===== Data listing
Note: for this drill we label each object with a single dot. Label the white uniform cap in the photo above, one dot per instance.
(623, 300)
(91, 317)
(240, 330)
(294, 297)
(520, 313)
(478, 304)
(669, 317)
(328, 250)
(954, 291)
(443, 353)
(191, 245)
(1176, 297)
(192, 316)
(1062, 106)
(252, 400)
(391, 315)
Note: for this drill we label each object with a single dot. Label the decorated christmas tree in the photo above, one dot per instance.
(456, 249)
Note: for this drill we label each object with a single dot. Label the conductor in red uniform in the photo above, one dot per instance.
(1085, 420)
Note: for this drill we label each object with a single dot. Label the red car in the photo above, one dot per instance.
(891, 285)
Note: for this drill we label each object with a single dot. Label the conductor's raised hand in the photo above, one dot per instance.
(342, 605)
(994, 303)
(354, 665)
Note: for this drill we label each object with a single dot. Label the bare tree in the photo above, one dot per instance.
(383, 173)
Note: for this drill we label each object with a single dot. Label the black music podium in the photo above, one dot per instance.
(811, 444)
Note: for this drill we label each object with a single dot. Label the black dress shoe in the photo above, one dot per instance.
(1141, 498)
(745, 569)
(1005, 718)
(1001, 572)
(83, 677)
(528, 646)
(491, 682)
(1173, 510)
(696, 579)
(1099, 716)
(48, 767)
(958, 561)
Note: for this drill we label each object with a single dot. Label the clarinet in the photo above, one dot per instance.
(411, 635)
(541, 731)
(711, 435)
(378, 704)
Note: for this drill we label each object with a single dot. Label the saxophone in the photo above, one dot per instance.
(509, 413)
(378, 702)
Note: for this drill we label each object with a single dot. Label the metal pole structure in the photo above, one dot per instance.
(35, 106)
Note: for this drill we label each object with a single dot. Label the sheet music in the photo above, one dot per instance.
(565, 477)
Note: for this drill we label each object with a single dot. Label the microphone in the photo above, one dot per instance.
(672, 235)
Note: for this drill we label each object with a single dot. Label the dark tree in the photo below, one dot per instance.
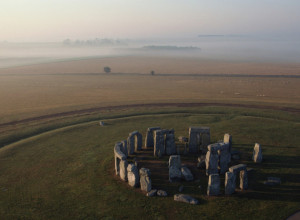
==========
* Work to complete
Take the listing and print it again exactly, but without any pictures.

* Answer to the problem
Note: for this drill we label each object with a single dot. Label the white uniform cap in the photo above, one dot per instance.
(623, 300)
(91, 317)
(240, 330)
(294, 297)
(520, 313)
(478, 304)
(669, 317)
(328, 250)
(954, 291)
(443, 353)
(191, 245)
(1176, 297)
(192, 316)
(1062, 106)
(252, 400)
(391, 315)
Note: for this drill we label each object with a single dot. Label the decorated christmas tree in the photo above, one dot per instance.
(456, 249)
Note: for this drill we label each object with a single dot. Label the conductor in red uniform in the photo above, one dot per instance.
(1085, 420)
Note: for this drill we label each object with a single dot. Label the red car in the photo above, one dot per instance.
(891, 285)
Note: for this drill we label each object with a single dot. Label the conductor's raised hand in the photo above, one dot per instance.
(342, 605)
(994, 303)
(354, 665)
Note: for this drill we label each object with a single dot. Label the bare tree in the photo above, one dot per instance.
(383, 173)
Note: for this drill we label each object with a single dot. Label the black music podium in the photo above, one dot per instance.
(811, 444)
Note: for this drill we label each object with a single dot. Label the black dress shoe in the photo above, one dot per instance.
(1141, 498)
(745, 569)
(1005, 718)
(1001, 572)
(83, 677)
(528, 646)
(491, 682)
(1173, 510)
(696, 579)
(1099, 716)
(48, 767)
(958, 561)
Note: for this drill we label each object with a single dot. Label the clarinet in the photo above, one dot per instance.
(411, 635)
(541, 731)
(711, 435)
(378, 704)
Note: for this drill we label each object with a single dot. Label the saxophone in the photo above, one dot per instance.
(509, 413)
(378, 702)
Note: for this drill we label each object with a single dot. Label the metal pole structure in the photo above, one dot per instance.
(35, 106)
Note: for this drill we label each object with a single dot. Label the sheet music in the photo above, one dot per instance.
(565, 477)
Note: for this drill we label each object with a single dot. Label the microphone in the photo above, one dot per instance.
(672, 235)
Note: for this drill we label each object with a single dot. Label the dark tree in the photo below, one dot per instance.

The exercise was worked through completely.